------ Data to use

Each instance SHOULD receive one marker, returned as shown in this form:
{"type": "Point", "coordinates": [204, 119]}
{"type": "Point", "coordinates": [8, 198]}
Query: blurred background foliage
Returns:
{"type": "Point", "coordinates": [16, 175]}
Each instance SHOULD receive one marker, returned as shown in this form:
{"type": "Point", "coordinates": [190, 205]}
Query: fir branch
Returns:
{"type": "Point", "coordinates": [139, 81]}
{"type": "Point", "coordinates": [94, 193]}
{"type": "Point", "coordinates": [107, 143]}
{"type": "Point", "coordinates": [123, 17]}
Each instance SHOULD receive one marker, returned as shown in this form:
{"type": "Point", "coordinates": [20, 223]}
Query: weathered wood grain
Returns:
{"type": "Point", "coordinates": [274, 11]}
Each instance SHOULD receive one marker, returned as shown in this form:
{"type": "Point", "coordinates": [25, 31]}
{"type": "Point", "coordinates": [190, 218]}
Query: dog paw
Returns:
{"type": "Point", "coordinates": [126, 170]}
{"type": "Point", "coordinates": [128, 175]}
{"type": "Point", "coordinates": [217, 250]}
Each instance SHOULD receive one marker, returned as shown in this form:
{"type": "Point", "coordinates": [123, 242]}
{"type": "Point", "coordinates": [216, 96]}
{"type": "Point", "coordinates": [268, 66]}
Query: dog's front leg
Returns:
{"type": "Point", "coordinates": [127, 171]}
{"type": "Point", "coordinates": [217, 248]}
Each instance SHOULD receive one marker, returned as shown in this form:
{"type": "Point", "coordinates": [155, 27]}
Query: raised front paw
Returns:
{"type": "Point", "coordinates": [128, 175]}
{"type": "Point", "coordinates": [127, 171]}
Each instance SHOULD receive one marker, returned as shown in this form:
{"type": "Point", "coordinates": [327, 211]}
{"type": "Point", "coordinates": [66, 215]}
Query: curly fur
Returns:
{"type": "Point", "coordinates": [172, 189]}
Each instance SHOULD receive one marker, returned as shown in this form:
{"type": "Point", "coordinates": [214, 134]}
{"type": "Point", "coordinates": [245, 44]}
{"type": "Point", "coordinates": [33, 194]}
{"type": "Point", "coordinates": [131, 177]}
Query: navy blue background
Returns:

------------

▶ Exercise directions
Transcribe the listing so that each line matches exactly.

▶ Solution to the problem
Each instance SHOULD receive one marker, returned as shown in this form:
{"type": "Point", "coordinates": [204, 119]}
{"type": "Point", "coordinates": [8, 198]}
Query: blurred background foliage
Returns:
{"type": "Point", "coordinates": [16, 175]}
Each instance SHOULD receive one marker, returned as shown in this form:
{"type": "Point", "coordinates": [190, 205]}
Query: fir branch
Returns:
{"type": "Point", "coordinates": [139, 81]}
{"type": "Point", "coordinates": [94, 193]}
{"type": "Point", "coordinates": [107, 143]}
{"type": "Point", "coordinates": [123, 17]}
Each instance SHOULD receive one marker, returned as shown in this form:
{"type": "Point", "coordinates": [20, 223]}
Query: weathered wood grain
Returns:
{"type": "Point", "coordinates": [274, 11]}
Each instance SHOULD receive one marker, returned as shown in this form:
{"type": "Point", "coordinates": [25, 31]}
{"type": "Point", "coordinates": [190, 218]}
Query: dog paw
Returns:
{"type": "Point", "coordinates": [126, 170]}
{"type": "Point", "coordinates": [128, 175]}
{"type": "Point", "coordinates": [217, 250]}
Each instance SHOULD receive one marker, returned as shown in this form:
{"type": "Point", "coordinates": [123, 242]}
{"type": "Point", "coordinates": [216, 96]}
{"type": "Point", "coordinates": [268, 66]}
Query: dog's front leg
Returns:
{"type": "Point", "coordinates": [127, 171]}
{"type": "Point", "coordinates": [217, 248]}
Each instance SHOULD receive one marker, returned as shown in this form:
{"type": "Point", "coordinates": [155, 27]}
Query: raised front paw
Returns:
{"type": "Point", "coordinates": [128, 175]}
{"type": "Point", "coordinates": [127, 171]}
Each instance SHOULD receive one marker, returned as shown in this form:
{"type": "Point", "coordinates": [327, 211]}
{"type": "Point", "coordinates": [66, 215]}
Query: curly fur
Returns:
{"type": "Point", "coordinates": [172, 189]}
Each instance SHOULD receive one marker, returned as shown in this form:
{"type": "Point", "coordinates": [214, 134]}
{"type": "Point", "coordinates": [245, 44]}
{"type": "Point", "coordinates": [33, 194]}
{"type": "Point", "coordinates": [131, 177]}
Query: navy blue background
Returns:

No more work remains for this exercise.